■ **Dataset content**
┄┄┄┄┄┄

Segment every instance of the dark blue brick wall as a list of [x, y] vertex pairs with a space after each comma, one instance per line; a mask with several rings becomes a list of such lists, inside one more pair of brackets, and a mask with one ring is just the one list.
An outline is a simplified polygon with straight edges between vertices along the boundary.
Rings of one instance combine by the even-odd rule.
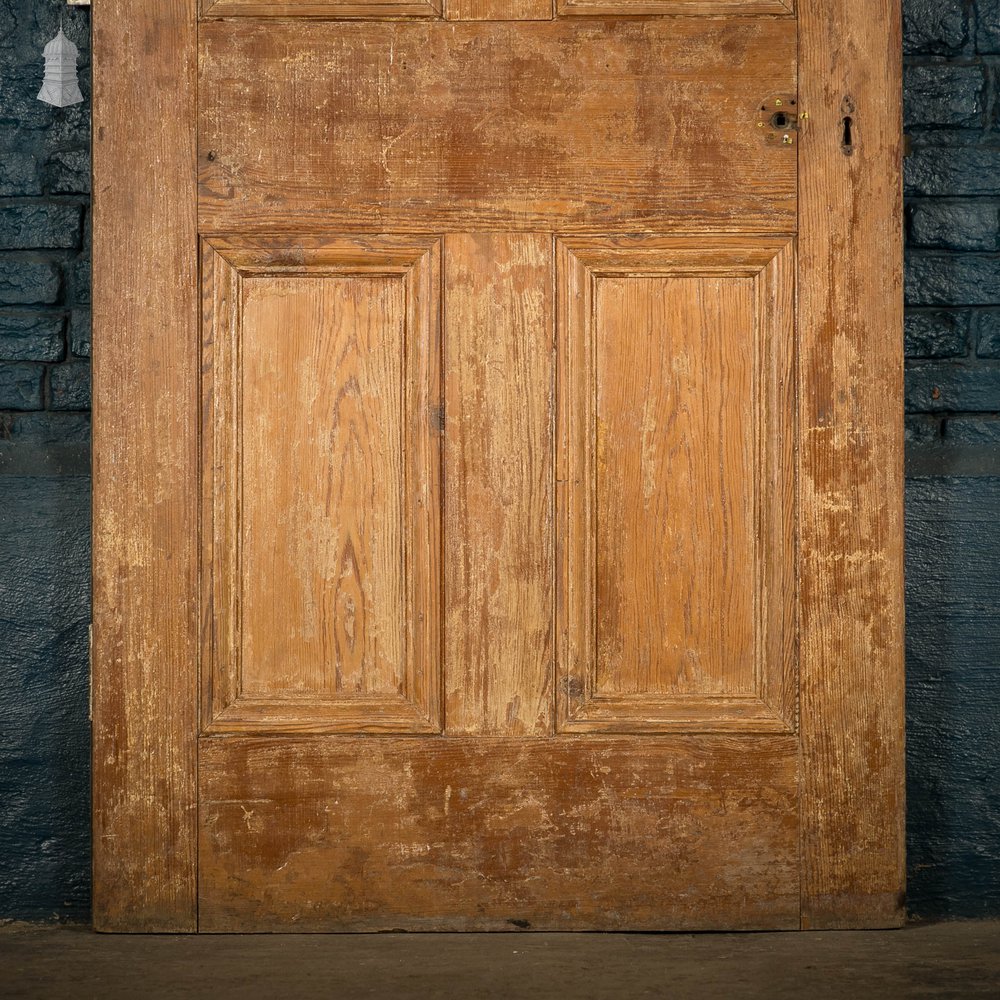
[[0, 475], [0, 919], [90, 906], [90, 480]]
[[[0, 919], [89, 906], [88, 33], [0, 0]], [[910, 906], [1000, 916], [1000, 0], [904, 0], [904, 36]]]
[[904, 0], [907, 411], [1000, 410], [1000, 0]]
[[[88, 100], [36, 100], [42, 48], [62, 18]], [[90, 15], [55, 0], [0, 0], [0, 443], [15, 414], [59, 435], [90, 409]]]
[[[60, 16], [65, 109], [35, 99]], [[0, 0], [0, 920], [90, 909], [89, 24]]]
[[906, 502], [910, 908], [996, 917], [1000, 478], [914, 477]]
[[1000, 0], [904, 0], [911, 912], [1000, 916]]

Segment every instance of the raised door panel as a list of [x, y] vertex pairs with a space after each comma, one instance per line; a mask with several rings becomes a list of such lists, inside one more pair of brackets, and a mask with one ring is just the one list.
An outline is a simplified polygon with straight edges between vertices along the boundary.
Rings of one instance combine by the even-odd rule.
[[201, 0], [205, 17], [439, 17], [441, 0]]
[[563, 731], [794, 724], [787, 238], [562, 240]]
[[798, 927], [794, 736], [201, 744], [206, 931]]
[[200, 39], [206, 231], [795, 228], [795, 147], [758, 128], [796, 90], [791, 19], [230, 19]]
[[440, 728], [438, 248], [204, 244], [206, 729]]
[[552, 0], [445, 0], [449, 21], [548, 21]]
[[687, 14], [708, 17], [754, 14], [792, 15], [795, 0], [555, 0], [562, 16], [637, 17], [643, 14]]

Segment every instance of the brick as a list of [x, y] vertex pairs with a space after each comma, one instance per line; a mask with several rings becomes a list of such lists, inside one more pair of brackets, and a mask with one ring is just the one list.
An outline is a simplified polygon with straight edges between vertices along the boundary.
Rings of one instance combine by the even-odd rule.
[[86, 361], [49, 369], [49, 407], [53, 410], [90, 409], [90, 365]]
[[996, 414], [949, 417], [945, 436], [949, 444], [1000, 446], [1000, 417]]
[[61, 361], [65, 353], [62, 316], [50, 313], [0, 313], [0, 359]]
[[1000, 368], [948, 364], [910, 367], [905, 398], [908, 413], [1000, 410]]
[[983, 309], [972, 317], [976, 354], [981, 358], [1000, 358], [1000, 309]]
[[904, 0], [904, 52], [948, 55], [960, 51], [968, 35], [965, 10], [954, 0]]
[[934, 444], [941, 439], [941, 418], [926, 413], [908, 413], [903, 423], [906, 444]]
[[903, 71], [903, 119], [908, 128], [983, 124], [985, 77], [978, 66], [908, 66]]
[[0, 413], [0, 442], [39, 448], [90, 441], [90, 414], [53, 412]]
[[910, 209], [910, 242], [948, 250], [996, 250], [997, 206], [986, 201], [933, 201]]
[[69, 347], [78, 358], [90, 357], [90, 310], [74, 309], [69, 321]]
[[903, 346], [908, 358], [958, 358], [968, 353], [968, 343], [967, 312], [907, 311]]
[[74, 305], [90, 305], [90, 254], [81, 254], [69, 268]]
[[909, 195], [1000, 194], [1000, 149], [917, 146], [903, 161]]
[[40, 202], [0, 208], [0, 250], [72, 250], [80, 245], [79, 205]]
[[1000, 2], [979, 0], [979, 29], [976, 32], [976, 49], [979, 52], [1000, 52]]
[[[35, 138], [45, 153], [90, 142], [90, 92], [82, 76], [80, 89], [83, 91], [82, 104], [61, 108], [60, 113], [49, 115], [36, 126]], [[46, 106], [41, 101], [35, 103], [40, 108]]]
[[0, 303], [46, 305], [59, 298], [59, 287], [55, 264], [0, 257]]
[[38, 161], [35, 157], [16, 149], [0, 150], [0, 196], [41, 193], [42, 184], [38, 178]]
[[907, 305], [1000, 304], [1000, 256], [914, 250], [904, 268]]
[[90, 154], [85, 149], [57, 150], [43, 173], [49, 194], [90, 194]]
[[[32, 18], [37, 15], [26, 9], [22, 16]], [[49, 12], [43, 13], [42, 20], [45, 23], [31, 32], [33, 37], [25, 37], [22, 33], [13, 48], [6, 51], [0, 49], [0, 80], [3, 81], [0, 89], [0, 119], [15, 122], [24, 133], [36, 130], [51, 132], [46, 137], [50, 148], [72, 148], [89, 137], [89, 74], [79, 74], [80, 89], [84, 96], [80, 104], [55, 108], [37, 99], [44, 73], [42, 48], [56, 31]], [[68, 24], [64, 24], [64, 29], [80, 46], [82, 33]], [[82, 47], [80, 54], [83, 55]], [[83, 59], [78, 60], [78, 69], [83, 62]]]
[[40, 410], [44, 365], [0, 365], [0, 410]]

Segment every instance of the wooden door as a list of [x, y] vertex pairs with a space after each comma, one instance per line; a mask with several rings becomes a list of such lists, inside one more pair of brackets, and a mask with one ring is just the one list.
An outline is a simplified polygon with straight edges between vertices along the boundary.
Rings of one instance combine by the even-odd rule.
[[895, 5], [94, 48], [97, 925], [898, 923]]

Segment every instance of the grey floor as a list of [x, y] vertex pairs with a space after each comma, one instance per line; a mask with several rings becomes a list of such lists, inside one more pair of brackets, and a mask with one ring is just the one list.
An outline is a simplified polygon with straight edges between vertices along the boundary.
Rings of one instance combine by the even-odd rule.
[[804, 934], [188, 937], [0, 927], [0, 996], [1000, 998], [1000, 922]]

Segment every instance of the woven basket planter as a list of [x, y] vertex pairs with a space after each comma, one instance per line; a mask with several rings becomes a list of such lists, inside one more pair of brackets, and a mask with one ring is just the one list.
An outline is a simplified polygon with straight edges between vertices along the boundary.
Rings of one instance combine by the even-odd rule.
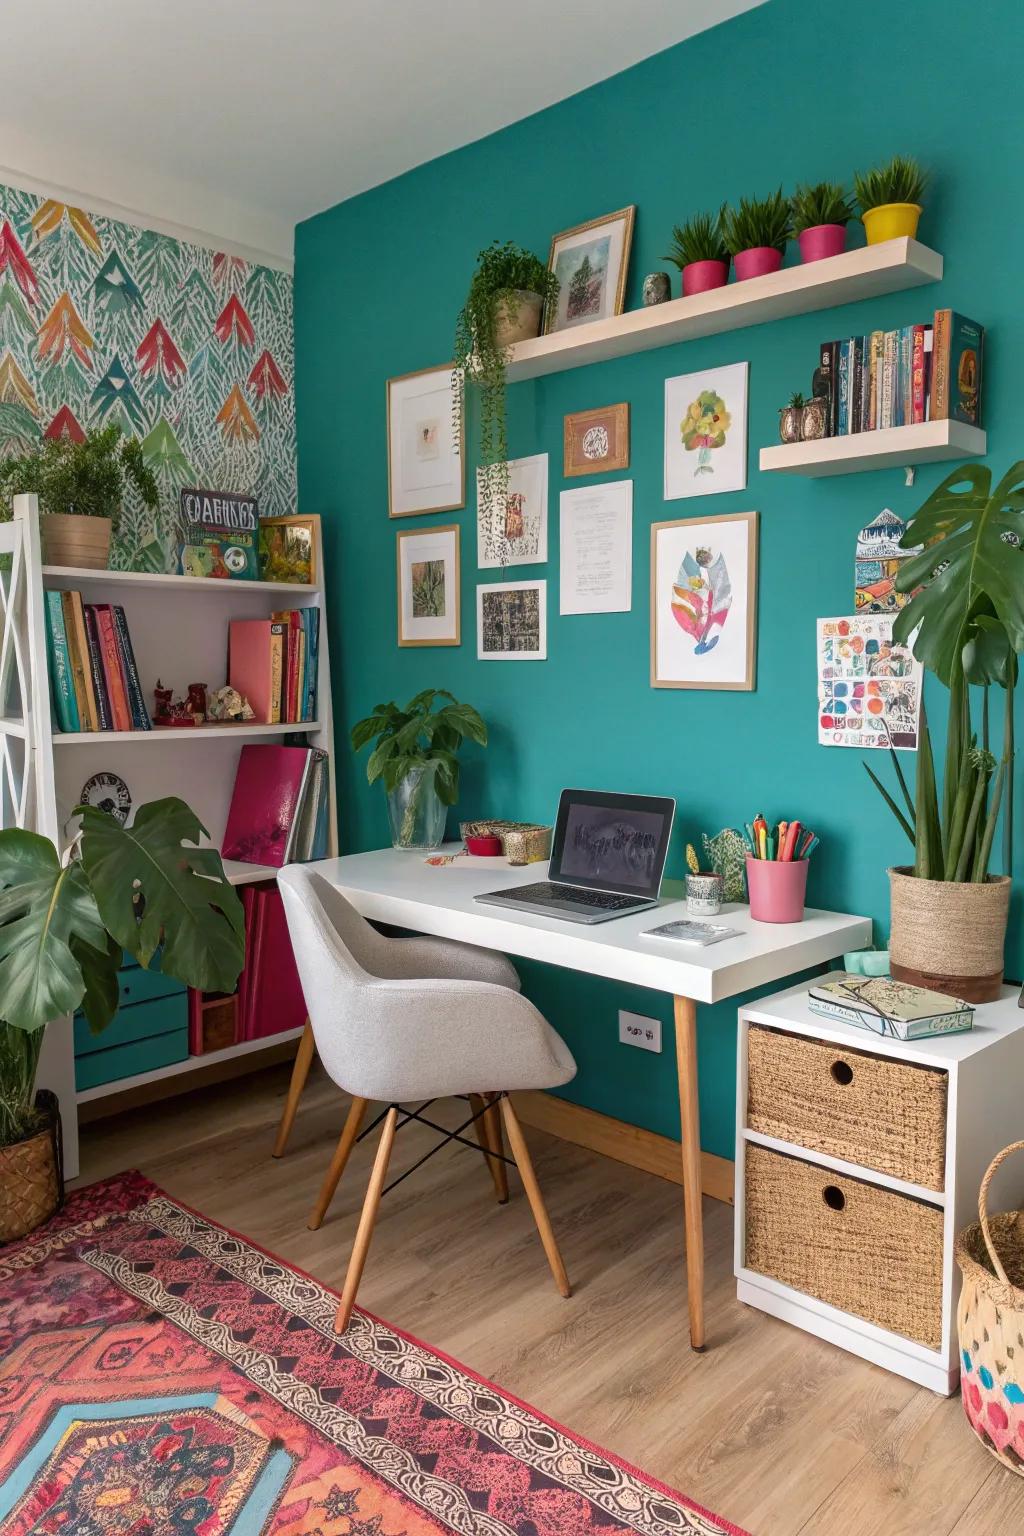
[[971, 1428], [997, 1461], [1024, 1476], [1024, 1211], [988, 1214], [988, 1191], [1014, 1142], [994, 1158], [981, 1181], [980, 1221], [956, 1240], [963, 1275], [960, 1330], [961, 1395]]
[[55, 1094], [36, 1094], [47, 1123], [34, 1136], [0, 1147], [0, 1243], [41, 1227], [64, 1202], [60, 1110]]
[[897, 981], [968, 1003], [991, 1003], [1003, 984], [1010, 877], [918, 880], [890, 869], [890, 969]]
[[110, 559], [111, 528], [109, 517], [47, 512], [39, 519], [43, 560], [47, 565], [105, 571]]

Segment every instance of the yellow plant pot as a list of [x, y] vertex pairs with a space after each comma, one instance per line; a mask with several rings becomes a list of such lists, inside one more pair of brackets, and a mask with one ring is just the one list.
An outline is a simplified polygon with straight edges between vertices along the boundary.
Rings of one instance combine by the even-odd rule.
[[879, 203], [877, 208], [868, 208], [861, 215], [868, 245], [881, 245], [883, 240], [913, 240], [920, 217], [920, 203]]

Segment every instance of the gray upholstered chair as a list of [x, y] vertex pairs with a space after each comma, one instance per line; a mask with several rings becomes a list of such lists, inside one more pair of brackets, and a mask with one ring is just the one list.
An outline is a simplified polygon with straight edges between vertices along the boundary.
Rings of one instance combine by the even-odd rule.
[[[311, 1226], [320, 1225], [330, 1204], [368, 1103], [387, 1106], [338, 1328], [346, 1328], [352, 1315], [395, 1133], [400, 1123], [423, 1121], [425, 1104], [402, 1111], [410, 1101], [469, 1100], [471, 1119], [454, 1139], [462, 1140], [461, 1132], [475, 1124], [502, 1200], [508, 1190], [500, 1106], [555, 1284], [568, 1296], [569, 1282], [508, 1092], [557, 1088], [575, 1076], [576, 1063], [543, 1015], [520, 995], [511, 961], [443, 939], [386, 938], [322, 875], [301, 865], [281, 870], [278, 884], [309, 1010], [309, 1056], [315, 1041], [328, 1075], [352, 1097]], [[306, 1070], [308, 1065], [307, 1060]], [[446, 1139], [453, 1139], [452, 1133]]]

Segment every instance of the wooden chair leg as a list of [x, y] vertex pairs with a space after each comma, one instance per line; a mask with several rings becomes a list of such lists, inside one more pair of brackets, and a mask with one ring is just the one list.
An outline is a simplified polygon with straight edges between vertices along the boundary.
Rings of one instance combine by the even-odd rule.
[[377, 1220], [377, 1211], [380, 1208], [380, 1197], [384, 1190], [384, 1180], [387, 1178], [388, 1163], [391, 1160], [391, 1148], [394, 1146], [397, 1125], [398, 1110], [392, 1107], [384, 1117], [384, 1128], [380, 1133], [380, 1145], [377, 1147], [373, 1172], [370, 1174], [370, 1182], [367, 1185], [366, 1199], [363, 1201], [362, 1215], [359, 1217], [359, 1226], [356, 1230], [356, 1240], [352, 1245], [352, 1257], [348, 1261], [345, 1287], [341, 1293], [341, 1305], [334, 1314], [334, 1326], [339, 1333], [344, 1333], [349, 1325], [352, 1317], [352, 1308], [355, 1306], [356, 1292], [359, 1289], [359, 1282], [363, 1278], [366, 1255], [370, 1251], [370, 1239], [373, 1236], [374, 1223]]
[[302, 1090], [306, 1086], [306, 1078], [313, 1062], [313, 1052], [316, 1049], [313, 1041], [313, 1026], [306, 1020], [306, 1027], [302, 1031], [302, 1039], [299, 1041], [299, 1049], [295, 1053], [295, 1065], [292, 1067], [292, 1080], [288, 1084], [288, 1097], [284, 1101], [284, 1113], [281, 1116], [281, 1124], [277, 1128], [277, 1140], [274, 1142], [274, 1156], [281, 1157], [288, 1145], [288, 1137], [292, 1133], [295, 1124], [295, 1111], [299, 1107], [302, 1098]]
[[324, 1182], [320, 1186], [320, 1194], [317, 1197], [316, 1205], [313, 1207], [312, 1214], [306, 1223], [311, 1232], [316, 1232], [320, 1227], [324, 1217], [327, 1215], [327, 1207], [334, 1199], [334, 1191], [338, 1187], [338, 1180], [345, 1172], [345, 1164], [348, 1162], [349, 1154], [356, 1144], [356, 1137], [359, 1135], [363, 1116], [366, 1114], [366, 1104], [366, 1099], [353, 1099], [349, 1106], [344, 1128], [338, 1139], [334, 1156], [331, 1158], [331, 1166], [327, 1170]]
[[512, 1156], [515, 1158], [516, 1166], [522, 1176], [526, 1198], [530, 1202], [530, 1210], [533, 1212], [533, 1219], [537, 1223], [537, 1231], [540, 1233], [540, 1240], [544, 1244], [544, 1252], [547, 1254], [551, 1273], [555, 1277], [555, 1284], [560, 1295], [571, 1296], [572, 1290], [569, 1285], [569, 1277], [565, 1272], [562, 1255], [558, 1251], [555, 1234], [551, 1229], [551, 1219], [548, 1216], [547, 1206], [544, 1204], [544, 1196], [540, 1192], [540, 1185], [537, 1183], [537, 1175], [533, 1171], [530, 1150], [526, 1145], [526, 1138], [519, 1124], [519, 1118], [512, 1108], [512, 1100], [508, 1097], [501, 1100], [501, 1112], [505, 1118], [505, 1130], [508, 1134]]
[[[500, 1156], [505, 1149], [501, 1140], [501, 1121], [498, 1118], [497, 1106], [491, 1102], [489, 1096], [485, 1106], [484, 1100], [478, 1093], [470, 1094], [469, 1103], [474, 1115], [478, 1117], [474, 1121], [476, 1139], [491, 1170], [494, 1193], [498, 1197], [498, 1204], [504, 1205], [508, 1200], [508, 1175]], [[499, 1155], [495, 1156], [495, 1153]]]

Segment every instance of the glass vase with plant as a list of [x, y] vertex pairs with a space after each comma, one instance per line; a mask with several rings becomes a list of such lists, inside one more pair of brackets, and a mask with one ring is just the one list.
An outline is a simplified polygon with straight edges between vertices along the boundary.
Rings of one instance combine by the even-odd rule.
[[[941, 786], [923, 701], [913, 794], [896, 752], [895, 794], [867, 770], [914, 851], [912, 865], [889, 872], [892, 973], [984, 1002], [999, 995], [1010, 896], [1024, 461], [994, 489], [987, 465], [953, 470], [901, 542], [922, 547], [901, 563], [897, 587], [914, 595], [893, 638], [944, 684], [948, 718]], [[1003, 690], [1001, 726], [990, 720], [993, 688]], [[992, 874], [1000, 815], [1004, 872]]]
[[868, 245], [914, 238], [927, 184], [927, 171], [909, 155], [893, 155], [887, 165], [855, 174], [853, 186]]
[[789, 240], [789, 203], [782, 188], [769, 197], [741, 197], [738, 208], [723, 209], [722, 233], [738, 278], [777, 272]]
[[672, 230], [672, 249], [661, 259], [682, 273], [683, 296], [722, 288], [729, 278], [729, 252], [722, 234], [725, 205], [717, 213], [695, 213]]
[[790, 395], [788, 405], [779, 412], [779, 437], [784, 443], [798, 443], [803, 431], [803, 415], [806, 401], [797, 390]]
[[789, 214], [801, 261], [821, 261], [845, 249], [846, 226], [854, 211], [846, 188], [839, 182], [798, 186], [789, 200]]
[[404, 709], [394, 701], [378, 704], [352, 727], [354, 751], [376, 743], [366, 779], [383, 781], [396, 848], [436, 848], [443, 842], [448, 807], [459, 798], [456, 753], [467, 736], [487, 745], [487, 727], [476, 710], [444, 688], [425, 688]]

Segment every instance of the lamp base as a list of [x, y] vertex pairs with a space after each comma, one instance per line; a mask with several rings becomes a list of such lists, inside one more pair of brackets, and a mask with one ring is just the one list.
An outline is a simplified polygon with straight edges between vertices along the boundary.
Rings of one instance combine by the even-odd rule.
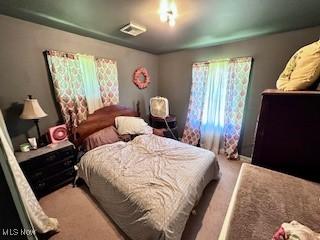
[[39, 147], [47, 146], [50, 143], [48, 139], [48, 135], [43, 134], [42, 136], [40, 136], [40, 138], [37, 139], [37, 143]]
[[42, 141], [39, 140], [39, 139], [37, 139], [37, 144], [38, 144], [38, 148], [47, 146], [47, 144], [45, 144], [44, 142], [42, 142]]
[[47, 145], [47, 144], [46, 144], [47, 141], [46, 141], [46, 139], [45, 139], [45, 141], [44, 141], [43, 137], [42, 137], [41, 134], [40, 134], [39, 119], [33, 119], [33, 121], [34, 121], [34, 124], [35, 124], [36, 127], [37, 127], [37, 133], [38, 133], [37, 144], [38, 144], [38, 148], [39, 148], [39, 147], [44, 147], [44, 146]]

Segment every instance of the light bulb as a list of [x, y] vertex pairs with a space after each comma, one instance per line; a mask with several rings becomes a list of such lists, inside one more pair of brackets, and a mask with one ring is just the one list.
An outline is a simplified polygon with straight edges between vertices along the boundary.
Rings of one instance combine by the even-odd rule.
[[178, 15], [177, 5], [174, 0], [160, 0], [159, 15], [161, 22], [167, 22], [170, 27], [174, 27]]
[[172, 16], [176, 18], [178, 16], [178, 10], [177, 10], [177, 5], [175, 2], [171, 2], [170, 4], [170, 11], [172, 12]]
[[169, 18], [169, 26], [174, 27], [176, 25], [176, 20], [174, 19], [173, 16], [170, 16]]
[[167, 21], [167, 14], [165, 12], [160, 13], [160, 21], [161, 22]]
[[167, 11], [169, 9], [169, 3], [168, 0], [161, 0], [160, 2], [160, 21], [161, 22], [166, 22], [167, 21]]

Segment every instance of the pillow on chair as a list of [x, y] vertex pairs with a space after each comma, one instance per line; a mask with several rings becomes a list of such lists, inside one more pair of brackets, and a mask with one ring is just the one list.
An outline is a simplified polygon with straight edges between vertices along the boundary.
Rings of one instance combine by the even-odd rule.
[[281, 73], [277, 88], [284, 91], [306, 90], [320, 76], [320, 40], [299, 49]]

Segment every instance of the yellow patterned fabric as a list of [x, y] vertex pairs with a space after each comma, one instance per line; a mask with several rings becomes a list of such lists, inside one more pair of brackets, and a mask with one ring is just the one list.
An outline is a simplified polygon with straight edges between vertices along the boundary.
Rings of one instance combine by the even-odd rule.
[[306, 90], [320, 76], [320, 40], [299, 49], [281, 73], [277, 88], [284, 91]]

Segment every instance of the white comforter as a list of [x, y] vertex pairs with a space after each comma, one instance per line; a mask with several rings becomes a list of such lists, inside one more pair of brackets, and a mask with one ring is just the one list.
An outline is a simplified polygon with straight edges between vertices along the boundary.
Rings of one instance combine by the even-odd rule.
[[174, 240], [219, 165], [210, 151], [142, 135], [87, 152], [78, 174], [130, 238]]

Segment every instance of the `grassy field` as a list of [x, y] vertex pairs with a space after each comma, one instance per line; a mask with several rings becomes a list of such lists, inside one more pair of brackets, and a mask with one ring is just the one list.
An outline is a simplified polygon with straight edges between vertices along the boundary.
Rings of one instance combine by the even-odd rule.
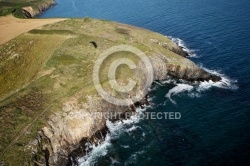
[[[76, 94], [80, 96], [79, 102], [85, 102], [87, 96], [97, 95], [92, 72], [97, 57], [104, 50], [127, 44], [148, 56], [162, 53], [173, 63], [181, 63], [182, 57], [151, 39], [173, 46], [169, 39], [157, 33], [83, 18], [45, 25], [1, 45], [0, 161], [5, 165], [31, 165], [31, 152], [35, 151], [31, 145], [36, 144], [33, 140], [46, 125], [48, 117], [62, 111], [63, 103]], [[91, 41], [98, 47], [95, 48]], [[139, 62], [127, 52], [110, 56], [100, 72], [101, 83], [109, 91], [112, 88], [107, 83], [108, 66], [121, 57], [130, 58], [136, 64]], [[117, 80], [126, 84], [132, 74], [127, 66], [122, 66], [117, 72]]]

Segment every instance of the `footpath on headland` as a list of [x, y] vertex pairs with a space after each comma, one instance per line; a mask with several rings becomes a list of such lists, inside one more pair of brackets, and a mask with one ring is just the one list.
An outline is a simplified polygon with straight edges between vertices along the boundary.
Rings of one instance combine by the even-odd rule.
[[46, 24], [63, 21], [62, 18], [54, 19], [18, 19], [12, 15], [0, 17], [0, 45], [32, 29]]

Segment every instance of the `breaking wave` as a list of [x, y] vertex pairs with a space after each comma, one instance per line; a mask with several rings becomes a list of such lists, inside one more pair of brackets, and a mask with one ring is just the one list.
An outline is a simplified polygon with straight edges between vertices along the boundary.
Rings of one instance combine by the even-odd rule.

┄┄┄┄┄┄

■ **Your goal**
Wherever the word "brick" turns up in the material, copy the whole line.

■ **Task solution**
Segment every instance of the dark blue brick wall as a list of [x, y] vertex pairs with a space after each comma, one instance per line; a mask with several rings becomes a list of such lists, inside one more pair of brackets, and a mask with one ring is just the one list.
Segment every instance of the brick as a list of [x, y] vertex pairs with a space after each comma, one instance per line; a mask with several rings becomes a list of such lists, inside one more pair of brackets, and a mask with one ring is just the one list.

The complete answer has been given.